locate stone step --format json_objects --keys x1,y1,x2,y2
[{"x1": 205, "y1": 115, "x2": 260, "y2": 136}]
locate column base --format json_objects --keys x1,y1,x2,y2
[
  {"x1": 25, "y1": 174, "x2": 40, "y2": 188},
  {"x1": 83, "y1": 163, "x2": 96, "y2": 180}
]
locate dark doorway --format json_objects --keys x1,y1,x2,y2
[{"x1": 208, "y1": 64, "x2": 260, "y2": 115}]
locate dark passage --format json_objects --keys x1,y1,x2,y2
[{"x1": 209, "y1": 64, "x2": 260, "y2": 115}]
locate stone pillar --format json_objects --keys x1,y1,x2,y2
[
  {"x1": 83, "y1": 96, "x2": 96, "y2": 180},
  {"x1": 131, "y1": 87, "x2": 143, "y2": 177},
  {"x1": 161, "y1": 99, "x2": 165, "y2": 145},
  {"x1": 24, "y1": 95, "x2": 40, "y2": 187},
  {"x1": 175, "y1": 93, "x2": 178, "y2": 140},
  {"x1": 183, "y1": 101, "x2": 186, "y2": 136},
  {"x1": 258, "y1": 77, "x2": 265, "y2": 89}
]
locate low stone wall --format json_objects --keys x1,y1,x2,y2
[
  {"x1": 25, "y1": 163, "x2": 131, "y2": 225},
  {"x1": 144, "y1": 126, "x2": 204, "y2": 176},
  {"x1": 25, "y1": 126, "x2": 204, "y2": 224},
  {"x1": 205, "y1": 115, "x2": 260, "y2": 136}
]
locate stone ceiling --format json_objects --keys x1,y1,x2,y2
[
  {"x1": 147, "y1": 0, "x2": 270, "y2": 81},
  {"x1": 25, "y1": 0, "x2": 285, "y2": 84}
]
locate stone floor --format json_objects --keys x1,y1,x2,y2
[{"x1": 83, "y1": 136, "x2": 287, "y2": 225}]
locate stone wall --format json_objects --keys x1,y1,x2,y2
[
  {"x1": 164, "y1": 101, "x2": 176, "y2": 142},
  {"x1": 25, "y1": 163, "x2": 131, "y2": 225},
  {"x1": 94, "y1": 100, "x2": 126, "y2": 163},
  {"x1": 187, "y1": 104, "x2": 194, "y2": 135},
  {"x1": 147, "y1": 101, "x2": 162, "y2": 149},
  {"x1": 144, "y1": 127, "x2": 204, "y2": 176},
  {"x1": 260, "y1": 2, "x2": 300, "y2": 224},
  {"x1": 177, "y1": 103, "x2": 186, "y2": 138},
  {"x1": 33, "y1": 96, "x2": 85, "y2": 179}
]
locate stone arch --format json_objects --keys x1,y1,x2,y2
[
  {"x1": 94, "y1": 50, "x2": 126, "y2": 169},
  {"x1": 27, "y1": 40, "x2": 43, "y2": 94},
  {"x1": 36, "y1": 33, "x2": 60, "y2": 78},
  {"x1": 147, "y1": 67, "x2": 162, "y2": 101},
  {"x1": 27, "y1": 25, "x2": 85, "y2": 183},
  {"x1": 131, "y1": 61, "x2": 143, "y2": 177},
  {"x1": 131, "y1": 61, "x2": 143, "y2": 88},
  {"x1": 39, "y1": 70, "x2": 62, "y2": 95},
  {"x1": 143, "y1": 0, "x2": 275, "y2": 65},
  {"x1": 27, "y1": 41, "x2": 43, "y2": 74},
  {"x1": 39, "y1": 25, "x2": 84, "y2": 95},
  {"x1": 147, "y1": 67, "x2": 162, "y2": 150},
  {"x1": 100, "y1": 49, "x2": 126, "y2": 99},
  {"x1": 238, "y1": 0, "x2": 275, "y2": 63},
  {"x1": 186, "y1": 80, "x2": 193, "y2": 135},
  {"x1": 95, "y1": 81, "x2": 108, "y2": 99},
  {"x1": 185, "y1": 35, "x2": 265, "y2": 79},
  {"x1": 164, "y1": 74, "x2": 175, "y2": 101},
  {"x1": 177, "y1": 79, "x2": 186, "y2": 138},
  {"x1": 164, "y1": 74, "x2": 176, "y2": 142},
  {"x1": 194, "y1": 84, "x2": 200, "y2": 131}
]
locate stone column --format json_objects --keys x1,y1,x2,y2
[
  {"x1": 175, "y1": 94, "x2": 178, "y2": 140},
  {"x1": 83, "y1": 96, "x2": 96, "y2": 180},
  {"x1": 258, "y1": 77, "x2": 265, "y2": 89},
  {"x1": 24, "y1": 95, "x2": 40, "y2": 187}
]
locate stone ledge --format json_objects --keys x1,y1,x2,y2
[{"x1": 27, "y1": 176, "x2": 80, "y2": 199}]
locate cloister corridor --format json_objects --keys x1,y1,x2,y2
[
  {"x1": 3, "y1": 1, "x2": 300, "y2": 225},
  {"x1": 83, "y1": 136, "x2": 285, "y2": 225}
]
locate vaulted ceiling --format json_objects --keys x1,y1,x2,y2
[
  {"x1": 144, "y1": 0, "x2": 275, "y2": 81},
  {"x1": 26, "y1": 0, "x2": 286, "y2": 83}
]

:: Exercise instructions ::
Please output only the lines from the one holding "locate vaulted ceiling" to the end of the records, first and last included, exactly as they appear.

:: Answer space ::
locate vaulted ceiling --format json_objects --keys x1,y1,x2,y2
[
  {"x1": 144, "y1": 0, "x2": 275, "y2": 81},
  {"x1": 26, "y1": 0, "x2": 286, "y2": 83}
]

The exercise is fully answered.